An exact reproduction of the records is required, with all images left out.

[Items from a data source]
# # # #
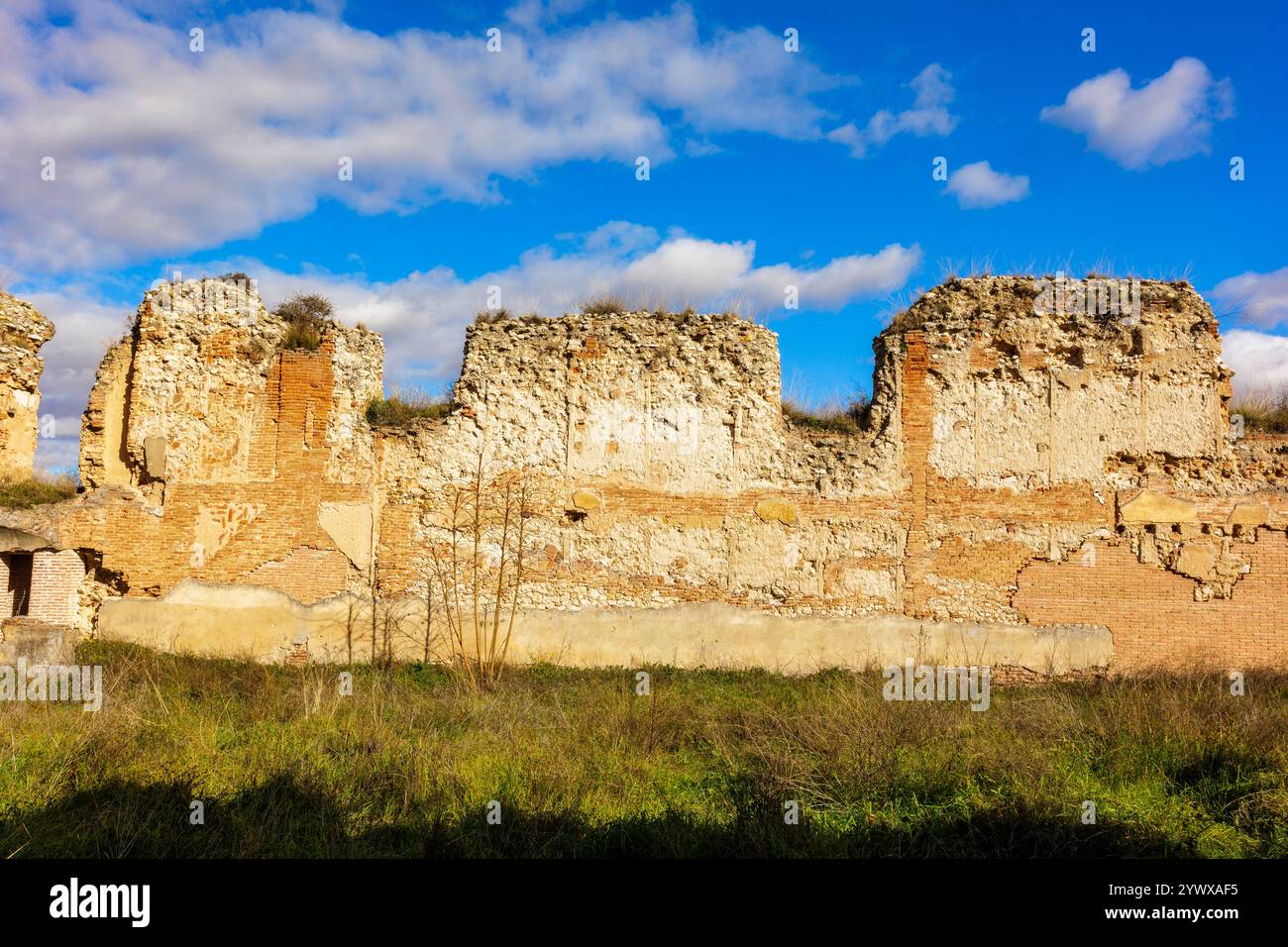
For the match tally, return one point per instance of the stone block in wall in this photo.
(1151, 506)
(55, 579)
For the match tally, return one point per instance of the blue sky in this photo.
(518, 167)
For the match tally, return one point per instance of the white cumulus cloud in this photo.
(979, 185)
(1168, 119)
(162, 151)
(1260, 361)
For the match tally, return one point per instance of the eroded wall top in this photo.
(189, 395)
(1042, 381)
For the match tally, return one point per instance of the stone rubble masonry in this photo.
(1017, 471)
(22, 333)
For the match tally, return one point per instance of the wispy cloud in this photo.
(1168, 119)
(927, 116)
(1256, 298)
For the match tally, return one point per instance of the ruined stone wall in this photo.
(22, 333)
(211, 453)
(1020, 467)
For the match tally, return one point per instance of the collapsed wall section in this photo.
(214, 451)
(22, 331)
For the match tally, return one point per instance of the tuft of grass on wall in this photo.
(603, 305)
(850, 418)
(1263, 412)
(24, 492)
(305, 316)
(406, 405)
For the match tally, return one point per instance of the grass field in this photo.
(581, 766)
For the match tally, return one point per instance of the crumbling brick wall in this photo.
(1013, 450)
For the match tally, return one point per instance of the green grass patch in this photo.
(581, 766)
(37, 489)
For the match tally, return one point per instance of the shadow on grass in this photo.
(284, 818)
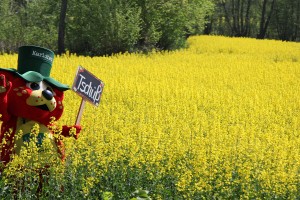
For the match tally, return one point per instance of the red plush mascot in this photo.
# # # #
#### FINISHED TASK
For the match tally, return one point per instance of the stone block in wall in this photo.
(1151, 506)
(55, 579)
For the match tally, return one point per instance of the blue sky in this photo.
(518, 167)
For the match tally, return one point per instance of the white cumulus cloud in this photo.
(979, 185)
(1168, 119)
(162, 151)
(1260, 361)
For the match tally, return one point per instance of the eroded wall top in this photo.
(189, 395)
(1042, 381)
For the match tally, return one point per instance of the stone rubble masonry in this photo.
(1017, 471)
(22, 333)
For the match tally, return one point per instance of the wispy cloud in this photo.
(1168, 119)
(927, 116)
(1256, 298)
For the match tally, return one point per instance of the ruined stone wall in this photo.
(22, 333)
(211, 453)
(1020, 467)
For the match tally, return one point per instance of the collapsed wall section in this photo.
(214, 451)
(22, 331)
For the match tally, return one point per instance of the tuft of grass on wall in this photo.
(603, 305)
(850, 418)
(1263, 412)
(24, 492)
(305, 316)
(406, 405)
For the match tally, return one point per instance of the grass field in this photo.
(581, 766)
For the match tally, return one point per instance of the crumbling brick wall in this photo.
(1013, 450)
For the match tally, return one point per instance of the green grass patch in this photo.
(581, 766)
(37, 489)
For the match tally, return one point per instance of the shadow on grass in this photo.
(284, 818)
For the match tally, return one point per instance of the red plush mascot in this photo.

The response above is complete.